Reproduce word for word everything in the data below, from its first line down to and including the line that contains "point(74, 182)", omitting the pictures.

· · · · ·

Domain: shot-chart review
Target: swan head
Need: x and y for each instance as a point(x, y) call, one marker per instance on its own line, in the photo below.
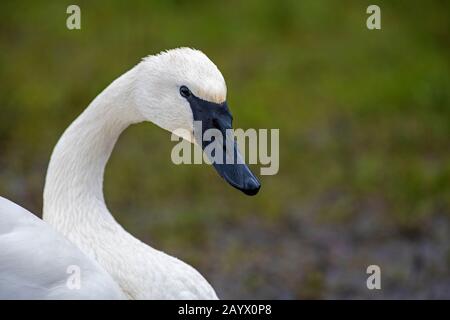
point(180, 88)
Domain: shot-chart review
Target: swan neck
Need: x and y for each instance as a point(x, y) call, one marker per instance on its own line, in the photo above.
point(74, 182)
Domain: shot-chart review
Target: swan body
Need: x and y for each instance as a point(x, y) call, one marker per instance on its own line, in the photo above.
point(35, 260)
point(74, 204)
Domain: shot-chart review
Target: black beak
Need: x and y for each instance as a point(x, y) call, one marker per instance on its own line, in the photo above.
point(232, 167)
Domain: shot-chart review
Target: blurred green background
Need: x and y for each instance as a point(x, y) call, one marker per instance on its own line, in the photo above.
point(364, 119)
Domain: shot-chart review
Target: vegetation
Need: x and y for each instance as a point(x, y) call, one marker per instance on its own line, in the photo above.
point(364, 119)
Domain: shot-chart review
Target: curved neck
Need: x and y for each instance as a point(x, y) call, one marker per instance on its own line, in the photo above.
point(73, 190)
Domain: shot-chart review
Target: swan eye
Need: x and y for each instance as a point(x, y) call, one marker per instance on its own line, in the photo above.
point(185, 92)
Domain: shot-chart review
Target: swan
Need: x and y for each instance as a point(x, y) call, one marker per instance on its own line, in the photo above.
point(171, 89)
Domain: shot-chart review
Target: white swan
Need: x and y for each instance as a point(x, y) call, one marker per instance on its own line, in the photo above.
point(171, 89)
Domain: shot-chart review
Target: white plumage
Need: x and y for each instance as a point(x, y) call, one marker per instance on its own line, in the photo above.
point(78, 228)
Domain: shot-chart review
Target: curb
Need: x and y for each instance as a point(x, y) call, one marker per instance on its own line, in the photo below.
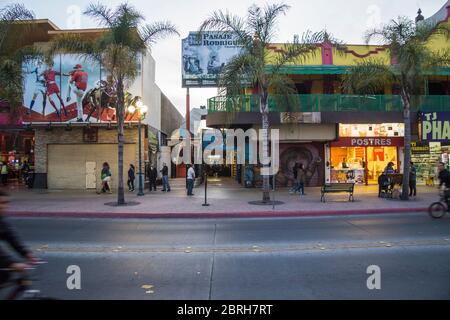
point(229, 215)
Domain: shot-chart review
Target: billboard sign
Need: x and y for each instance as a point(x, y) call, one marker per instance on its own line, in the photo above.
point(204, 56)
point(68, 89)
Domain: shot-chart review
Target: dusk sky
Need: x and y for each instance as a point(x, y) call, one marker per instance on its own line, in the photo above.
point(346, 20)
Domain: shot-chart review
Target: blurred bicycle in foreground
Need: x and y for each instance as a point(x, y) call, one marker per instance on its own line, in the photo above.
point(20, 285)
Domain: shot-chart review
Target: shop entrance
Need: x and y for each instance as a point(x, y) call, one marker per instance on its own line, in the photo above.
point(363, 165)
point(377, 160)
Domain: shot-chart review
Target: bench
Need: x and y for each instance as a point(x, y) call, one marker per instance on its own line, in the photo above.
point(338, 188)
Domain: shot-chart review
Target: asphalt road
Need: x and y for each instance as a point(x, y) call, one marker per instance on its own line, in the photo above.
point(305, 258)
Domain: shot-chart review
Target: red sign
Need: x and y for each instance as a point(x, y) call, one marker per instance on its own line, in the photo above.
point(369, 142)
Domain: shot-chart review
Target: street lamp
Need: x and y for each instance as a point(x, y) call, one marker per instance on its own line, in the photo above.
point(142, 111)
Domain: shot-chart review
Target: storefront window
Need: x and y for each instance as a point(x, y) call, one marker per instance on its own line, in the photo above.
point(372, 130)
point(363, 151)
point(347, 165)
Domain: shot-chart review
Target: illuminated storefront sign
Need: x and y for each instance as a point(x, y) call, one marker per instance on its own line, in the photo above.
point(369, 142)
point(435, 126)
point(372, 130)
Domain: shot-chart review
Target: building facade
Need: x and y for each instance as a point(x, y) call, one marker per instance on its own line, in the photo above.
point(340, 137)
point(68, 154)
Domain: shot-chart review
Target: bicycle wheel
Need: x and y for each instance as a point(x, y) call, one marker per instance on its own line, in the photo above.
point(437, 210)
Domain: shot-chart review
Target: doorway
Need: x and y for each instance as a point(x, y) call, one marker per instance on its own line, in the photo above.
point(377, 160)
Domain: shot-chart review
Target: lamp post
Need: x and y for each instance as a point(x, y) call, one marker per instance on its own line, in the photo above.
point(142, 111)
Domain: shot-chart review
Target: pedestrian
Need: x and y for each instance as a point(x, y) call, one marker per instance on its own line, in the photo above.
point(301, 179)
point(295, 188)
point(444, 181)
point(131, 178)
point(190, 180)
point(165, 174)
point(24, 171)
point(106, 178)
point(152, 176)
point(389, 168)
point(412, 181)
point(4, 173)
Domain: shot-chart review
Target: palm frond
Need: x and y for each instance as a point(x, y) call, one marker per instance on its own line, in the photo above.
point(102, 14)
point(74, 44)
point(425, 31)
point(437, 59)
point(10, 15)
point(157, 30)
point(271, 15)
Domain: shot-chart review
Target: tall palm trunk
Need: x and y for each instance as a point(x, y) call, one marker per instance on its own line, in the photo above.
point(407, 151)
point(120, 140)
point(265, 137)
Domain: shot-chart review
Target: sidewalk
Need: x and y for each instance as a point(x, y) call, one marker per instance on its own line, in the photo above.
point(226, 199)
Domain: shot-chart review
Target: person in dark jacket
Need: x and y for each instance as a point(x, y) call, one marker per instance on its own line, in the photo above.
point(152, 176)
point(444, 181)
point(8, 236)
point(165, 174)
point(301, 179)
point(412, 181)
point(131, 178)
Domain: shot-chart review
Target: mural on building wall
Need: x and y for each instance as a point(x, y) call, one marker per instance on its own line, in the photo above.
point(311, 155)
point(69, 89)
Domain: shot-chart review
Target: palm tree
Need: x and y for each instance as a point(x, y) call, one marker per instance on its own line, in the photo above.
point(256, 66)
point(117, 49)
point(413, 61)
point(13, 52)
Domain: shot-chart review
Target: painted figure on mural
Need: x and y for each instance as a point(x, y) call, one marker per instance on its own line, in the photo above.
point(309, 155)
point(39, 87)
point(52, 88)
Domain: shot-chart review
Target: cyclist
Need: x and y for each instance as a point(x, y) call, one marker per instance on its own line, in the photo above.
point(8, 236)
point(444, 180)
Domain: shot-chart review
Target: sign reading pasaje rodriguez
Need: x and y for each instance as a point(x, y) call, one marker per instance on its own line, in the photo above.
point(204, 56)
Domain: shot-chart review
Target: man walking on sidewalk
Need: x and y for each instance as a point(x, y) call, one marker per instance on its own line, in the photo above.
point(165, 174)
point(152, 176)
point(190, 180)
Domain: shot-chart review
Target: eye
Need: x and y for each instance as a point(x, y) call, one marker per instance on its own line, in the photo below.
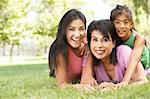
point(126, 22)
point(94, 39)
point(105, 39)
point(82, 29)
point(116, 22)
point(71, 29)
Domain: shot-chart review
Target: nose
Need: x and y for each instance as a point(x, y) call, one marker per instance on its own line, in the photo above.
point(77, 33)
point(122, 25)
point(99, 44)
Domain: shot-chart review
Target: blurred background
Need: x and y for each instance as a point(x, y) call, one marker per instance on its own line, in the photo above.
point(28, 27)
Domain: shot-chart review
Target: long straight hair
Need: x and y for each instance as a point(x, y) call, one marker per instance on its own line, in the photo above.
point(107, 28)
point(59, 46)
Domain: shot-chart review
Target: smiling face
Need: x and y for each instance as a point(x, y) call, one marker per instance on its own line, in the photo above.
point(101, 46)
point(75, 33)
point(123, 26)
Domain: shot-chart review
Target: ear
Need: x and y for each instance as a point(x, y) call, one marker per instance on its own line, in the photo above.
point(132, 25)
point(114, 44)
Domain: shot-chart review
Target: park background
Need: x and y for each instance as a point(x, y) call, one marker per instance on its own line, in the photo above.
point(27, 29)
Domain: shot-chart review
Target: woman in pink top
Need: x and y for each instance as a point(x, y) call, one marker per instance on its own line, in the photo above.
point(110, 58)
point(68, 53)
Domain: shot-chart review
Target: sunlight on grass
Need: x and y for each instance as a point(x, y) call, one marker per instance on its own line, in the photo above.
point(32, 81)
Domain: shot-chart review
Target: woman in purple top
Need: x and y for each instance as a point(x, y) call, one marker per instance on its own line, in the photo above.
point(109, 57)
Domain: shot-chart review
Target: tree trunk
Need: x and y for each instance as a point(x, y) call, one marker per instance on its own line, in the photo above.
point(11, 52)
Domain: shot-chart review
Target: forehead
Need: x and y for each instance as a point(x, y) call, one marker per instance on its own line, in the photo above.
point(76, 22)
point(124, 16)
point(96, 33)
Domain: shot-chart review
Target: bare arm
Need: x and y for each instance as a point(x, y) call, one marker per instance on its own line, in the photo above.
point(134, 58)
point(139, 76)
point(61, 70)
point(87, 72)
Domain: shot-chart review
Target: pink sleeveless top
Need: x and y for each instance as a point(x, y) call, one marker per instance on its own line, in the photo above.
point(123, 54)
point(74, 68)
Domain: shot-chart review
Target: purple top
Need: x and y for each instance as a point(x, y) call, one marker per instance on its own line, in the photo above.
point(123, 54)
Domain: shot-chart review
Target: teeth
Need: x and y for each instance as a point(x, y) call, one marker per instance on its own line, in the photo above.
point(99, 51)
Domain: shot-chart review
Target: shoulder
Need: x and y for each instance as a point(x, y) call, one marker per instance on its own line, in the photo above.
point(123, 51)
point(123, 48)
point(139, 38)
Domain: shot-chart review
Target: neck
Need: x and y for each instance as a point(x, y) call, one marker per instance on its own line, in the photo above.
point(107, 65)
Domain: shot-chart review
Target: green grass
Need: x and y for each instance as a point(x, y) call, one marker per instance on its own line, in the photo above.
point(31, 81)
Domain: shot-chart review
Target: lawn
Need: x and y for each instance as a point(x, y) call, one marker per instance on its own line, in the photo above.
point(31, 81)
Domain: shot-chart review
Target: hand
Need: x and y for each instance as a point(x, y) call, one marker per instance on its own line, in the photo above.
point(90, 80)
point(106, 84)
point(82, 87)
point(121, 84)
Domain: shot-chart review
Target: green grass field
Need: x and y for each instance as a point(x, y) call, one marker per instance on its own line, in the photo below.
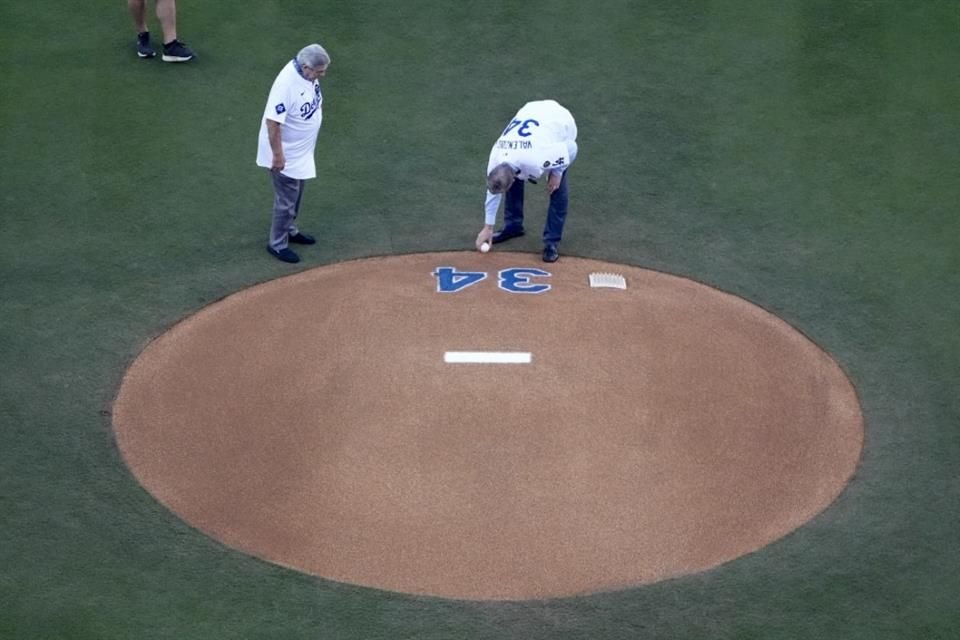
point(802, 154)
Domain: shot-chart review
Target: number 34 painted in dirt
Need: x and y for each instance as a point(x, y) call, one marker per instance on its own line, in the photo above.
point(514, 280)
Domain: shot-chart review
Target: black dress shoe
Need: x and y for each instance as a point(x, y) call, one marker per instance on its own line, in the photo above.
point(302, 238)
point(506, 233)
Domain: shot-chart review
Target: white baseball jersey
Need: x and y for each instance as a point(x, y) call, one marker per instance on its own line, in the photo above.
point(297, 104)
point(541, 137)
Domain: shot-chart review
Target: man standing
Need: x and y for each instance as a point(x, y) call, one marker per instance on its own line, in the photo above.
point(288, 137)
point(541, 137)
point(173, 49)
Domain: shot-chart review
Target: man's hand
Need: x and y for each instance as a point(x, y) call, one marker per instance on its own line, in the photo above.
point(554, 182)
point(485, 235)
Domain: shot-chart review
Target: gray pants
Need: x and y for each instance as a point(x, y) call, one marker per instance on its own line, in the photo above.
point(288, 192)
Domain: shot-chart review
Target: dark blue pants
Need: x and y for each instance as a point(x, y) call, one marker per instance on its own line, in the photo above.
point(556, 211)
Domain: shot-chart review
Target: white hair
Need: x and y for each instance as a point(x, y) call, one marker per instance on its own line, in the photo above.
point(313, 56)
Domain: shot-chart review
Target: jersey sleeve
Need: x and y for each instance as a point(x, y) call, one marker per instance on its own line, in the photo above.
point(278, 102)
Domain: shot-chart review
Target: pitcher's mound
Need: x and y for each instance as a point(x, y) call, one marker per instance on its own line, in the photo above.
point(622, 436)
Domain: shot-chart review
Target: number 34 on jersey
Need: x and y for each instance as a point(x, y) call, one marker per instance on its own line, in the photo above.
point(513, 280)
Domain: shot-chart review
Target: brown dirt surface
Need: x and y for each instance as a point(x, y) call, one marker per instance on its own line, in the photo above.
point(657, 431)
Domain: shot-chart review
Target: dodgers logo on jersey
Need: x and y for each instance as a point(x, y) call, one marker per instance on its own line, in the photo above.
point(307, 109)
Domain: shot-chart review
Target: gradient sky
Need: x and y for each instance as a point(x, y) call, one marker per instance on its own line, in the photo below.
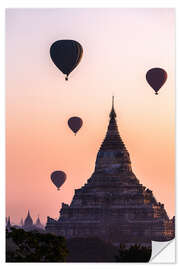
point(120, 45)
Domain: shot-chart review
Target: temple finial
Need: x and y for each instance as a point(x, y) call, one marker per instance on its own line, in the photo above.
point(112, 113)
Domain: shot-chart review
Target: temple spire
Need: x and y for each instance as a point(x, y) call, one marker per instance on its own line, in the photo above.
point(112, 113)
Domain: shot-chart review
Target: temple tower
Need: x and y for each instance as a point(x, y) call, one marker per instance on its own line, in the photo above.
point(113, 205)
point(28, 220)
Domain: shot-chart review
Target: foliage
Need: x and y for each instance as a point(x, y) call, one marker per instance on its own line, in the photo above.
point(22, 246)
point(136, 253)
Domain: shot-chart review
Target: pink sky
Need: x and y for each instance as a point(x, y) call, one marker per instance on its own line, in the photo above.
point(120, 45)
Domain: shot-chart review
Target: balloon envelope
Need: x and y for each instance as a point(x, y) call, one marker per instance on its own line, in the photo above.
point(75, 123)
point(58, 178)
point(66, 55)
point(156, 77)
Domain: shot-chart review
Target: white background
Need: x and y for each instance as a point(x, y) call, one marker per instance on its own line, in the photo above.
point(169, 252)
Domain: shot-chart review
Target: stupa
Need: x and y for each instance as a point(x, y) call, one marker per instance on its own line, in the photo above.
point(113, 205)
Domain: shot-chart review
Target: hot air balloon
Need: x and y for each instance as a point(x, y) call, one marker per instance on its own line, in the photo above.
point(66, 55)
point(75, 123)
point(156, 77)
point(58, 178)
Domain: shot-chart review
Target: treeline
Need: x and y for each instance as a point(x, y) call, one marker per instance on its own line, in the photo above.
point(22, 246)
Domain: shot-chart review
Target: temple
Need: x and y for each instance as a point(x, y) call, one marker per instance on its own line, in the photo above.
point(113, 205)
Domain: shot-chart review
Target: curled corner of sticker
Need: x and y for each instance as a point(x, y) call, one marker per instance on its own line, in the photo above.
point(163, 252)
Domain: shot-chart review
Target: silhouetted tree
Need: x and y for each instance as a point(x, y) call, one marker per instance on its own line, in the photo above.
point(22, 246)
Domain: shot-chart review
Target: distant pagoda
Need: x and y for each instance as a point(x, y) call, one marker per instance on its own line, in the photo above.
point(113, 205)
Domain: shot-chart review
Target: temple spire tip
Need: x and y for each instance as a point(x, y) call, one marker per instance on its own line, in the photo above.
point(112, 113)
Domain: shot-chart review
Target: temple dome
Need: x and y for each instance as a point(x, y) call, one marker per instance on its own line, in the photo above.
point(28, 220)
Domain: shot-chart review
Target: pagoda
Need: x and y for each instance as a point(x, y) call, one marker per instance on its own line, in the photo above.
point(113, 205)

· · · · ·

= FINISHED ANSWER =
Domain: shot-chart review
Target: swan head
Need: x and y for each instance as a point(x, y) call, one marker per instance on its own line, in the photo below.
point(180, 88)
Domain: shot-chart review
Target: swan neck
Need: x and y for each instance as a point(x, y) call, one marker per instance on its own line, in the photo above.
point(74, 182)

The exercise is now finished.